- **Text under study**:
Mr Peyton said part of the problem could be the formal nature of British restaurants. "One of the problems in Britain is that restaurants are seen as places that are a bit too formal. In Italy, there are many restaurants where families can go and eat well. In Britain, there's a bit of pomposity about going to restaurants still. Good restaurants should be accessibly priced for family outings."

Another problem is lack of time. "The pace that people have lived their lives in recent years hasn't lent itself to communal eating," said Mr Peyton. "We need to get back to that."

Mr Peyton joins a growing list of supporters from the culinary world who have backed The Independent on Sunday's Sunday lunch campaign since its launch in February. They include Heston Blumenthal, Michel Roux, Antony Worrall Thompson, Jean-Christophe Novelli, Hugh Fearnley-Whittingstall and Brian Turner.

The IoS campaign is also supported by experts from Childline, Relate and leading hospitals.

What's the secret of getting the family around the table for Sunday lunch? Each month, we will publish a selection of your letters with a mouth-watering prize for the best one. Write to: Sunday Lunch Campaign, The Independent on Sunday, 191 Marsh Wall, London E14 9RS, or send an email (Subject: Sunday lunch) to:


LUNCH WITH THE PEYTONS (Hotel Tresanton, St Mawes, Cornwall)

- **Extracted data**:
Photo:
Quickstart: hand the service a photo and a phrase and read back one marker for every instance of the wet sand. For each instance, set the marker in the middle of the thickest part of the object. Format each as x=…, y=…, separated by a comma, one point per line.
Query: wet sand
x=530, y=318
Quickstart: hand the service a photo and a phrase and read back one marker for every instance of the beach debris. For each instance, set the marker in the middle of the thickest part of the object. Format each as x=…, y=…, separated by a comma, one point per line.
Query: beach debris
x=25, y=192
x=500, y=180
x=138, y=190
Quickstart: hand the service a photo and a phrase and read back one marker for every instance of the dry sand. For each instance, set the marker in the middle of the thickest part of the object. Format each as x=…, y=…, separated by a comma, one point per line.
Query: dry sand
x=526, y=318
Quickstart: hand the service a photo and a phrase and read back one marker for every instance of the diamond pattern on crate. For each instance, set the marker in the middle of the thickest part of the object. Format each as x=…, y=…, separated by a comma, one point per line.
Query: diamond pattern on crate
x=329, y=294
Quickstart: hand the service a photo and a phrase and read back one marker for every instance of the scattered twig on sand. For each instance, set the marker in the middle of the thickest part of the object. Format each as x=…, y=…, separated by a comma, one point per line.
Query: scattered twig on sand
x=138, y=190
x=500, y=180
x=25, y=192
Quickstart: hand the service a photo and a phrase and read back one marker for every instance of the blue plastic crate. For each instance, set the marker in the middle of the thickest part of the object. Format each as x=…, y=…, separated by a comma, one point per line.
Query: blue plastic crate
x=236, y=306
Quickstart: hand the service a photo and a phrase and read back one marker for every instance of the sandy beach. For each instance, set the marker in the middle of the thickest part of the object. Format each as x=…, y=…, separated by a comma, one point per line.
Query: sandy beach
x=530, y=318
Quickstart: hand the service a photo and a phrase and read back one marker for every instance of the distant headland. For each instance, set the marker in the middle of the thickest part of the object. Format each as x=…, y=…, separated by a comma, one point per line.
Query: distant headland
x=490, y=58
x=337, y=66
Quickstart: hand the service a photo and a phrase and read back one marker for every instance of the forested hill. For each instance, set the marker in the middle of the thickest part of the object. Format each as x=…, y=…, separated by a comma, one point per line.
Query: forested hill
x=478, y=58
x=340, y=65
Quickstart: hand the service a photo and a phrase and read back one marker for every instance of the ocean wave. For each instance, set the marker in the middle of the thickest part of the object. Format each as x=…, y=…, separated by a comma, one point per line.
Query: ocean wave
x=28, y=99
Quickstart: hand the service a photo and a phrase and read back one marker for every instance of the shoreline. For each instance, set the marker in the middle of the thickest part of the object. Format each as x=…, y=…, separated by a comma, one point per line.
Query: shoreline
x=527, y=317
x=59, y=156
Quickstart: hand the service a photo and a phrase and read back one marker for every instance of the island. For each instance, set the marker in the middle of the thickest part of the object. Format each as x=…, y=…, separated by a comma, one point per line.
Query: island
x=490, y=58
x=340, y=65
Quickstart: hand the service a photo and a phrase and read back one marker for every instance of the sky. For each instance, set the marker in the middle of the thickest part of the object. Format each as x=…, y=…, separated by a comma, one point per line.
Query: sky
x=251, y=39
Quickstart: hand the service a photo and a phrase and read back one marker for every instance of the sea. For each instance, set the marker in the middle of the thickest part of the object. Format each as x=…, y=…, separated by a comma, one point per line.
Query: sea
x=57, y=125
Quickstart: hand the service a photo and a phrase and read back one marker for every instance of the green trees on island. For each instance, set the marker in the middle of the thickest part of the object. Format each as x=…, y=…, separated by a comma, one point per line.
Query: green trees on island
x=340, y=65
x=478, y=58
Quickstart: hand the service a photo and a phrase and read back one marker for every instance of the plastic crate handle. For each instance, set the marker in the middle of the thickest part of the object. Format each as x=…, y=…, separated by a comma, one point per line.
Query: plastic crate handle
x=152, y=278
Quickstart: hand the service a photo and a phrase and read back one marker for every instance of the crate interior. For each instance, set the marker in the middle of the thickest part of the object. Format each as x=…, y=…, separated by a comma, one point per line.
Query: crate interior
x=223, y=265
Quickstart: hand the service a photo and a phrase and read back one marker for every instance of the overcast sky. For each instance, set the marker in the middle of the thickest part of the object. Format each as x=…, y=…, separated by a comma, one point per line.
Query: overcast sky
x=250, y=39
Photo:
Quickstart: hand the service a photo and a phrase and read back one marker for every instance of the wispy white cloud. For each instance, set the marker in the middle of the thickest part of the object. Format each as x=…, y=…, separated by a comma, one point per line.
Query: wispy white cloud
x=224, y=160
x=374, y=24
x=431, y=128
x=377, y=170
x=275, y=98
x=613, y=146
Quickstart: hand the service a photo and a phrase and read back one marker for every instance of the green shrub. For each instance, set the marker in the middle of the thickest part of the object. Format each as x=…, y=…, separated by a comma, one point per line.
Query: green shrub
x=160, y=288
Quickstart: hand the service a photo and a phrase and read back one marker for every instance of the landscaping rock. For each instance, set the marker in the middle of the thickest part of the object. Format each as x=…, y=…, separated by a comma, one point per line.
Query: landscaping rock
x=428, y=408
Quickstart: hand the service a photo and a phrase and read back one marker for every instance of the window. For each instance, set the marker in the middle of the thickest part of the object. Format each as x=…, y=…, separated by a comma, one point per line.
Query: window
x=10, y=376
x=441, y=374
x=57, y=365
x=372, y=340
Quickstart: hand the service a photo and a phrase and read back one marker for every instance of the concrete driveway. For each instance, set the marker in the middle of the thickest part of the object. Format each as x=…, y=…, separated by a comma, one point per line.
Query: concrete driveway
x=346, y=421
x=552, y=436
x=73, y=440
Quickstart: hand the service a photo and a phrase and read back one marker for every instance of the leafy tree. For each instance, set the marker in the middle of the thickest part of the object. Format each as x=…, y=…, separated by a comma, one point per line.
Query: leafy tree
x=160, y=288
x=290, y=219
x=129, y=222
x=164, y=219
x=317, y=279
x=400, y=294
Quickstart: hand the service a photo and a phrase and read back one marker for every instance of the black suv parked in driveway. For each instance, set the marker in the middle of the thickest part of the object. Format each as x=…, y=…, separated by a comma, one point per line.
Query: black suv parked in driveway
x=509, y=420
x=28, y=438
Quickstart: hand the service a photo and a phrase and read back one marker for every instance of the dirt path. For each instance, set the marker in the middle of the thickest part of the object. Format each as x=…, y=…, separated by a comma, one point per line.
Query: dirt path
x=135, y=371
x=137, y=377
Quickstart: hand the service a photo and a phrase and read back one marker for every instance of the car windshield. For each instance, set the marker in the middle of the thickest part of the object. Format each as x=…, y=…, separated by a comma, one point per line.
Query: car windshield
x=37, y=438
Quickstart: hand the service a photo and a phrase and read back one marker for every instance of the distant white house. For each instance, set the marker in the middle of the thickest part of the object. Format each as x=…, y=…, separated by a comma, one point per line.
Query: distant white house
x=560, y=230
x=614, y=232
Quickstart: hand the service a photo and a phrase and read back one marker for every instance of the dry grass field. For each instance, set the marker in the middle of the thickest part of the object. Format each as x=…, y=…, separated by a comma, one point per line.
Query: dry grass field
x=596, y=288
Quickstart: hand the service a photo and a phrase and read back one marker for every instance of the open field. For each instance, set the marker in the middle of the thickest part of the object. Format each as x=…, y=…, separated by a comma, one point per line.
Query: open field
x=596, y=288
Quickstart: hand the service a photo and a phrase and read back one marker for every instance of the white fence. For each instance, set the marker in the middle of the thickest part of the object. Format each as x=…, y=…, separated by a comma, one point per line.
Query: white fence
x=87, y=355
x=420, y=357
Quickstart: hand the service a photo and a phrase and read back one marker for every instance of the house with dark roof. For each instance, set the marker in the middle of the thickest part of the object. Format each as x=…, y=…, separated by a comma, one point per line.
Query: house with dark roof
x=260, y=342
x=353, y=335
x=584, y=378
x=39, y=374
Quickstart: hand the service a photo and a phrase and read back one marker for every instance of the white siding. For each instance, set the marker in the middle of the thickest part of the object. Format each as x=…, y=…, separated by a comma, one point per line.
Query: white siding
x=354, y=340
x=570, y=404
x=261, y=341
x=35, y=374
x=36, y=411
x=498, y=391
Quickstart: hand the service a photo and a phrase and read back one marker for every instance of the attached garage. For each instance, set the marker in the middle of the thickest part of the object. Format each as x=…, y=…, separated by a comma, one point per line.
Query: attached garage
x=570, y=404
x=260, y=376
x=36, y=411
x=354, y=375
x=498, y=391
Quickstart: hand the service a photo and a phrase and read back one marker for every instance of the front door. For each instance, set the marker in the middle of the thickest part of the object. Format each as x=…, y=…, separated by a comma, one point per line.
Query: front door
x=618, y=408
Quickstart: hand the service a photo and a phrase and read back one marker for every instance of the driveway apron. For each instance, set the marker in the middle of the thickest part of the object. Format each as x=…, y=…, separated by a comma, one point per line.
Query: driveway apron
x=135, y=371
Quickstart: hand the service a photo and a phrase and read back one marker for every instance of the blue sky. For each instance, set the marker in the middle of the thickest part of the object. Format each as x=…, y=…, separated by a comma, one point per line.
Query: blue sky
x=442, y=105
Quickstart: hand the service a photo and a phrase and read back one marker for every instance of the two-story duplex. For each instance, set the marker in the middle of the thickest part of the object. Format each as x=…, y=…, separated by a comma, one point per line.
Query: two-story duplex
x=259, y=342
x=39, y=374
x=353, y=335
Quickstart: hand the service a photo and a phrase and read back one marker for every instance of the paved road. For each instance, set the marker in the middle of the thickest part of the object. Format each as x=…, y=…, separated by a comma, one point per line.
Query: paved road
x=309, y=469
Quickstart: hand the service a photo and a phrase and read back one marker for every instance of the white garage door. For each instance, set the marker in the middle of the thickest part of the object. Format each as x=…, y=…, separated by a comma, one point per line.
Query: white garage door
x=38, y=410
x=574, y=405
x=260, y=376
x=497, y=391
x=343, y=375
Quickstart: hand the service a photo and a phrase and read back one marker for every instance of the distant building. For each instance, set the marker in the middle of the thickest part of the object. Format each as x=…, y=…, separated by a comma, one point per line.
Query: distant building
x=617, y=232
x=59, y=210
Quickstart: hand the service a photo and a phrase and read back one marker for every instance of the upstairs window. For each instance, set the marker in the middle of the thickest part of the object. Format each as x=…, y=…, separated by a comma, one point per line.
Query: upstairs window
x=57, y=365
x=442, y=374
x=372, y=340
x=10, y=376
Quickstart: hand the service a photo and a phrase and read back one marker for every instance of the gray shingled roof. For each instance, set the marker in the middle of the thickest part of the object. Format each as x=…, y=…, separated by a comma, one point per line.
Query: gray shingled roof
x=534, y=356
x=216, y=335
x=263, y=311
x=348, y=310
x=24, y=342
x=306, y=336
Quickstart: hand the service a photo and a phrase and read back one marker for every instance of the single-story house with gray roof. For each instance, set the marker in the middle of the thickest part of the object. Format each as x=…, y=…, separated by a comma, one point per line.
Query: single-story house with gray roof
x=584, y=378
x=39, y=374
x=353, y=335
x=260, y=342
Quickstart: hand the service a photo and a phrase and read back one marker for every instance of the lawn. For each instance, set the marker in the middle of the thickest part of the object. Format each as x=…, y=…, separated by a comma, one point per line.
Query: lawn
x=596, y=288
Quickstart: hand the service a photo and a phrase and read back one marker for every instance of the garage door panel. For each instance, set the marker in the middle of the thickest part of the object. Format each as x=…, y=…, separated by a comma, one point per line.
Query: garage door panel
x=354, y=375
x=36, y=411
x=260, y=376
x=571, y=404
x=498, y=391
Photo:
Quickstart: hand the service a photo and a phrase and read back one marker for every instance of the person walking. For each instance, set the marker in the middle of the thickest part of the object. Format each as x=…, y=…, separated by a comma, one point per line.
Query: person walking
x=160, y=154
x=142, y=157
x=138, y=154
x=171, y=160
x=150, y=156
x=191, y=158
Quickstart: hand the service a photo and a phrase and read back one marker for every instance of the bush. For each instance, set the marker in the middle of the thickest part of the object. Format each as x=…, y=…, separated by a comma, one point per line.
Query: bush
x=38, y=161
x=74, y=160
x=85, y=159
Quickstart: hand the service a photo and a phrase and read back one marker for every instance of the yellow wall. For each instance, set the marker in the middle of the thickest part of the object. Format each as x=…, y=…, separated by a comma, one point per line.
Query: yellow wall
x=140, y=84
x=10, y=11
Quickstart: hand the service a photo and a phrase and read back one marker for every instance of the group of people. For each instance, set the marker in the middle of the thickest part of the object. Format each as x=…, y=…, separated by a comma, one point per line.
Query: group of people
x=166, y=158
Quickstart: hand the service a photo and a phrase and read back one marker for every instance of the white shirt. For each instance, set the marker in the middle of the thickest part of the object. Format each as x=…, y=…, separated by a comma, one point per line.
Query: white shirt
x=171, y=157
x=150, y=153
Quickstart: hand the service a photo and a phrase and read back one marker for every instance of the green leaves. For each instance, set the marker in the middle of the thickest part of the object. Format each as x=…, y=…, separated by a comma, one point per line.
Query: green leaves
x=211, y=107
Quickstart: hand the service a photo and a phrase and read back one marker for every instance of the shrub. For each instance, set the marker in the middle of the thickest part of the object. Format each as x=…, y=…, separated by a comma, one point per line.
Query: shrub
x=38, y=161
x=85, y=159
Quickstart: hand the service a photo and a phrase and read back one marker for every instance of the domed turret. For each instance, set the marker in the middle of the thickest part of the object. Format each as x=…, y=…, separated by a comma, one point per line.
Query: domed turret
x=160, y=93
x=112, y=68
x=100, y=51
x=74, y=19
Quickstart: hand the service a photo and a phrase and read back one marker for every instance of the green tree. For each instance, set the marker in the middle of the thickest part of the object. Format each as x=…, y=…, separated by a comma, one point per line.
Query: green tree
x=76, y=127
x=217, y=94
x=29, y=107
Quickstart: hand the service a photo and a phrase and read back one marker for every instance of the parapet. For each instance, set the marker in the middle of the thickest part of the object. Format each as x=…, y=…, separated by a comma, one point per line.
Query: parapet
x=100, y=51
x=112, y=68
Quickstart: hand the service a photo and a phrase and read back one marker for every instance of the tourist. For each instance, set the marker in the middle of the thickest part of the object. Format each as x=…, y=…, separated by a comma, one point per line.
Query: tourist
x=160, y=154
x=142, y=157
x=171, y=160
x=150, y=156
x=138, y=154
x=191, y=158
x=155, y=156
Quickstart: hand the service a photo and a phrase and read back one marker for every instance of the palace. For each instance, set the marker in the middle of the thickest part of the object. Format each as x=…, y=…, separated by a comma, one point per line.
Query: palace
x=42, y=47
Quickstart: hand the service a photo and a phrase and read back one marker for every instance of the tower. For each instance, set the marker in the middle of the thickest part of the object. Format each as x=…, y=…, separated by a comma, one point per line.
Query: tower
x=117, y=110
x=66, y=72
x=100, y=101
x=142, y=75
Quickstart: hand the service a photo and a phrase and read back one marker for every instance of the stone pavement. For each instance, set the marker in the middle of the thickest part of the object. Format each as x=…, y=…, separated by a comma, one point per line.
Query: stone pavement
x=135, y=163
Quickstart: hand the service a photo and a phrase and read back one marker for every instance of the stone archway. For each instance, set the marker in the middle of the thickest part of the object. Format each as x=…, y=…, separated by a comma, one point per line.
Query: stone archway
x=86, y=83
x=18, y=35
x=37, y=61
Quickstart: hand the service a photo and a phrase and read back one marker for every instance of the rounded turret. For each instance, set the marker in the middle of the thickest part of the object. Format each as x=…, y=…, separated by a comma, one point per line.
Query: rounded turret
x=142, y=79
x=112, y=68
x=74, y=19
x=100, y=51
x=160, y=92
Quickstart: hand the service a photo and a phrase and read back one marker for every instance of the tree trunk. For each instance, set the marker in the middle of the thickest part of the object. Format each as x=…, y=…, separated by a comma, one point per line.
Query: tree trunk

- **Task item A**: In the Sunday lunch article, translate this sentence into Spanish: "Good restaurants should be accessibly priced for family outings."
- **Task item B**: List every person named in the sentence of the Sunday lunch article that begins "They include".
- **Task item C**: Carry on the Sunday lunch article from its final line.

- **Expected output A**: Los buenos restaurantes deberían tener precios asequibles para las salidas en familia.

- **Expected output B**: Heston Blumenthal, Michel Roux, Antony Worrall Thompson, Jean-Christophe Novelli, Hugh Fearnley-Whittingstall, Brian Turner

- **Expected output C**:
Cornish asparagus with hollandaise sauce. Local squid served with basil mayonnaise and organic salad leaves


Locally sourced beef fillet with crispy potatoes, Puy lentils, leeks and porcini mushrooms


Apple crumble with Cornish clotted cream


Main course:

Four 200g portions of organic beef fillet

For the lentils:

150g Puy lentils

1 medium carrot

1 medium leek

1 medium onion

Balsamic vinegar

Olive oil

500ml chicken stock

For the crispy potatoes:

4 medium Maris Pipers (peeled, washed and diced)

60g butter

Salt and pepper


16 baby leeks (washed and cleaned)

200g of porcini mushrooms

METHOD Cook the vegetables in olive oil until soft. Add the lentils and cover with chicken stock and simmer until cooked. Season the lentils with salt and pepper and a splash of balsamic vinegar.

Bring potatoes to the boil in salted water and strain. Place on a roasting tray with butter, salt and pepper and roast until crispy.

Season the beef fillet and seal the meat evenly in a hot frying pan. Cook to desired degree and allow to rest. In the same pan sauté the sliced porcini mushrooms until golden.

Steam the baby leeks until tender. Remove from water and roll in butter.

Arrange on the plate and serve.


Good on you, IoS. Families seem to spend a lot of time claiming to be there for each other, 100 per cent, 24/7, and all the other pious lies about genuine, interpersonal support. Rarely is it demonstrated. Eating together without distraction respects the food and the participants. It's a start.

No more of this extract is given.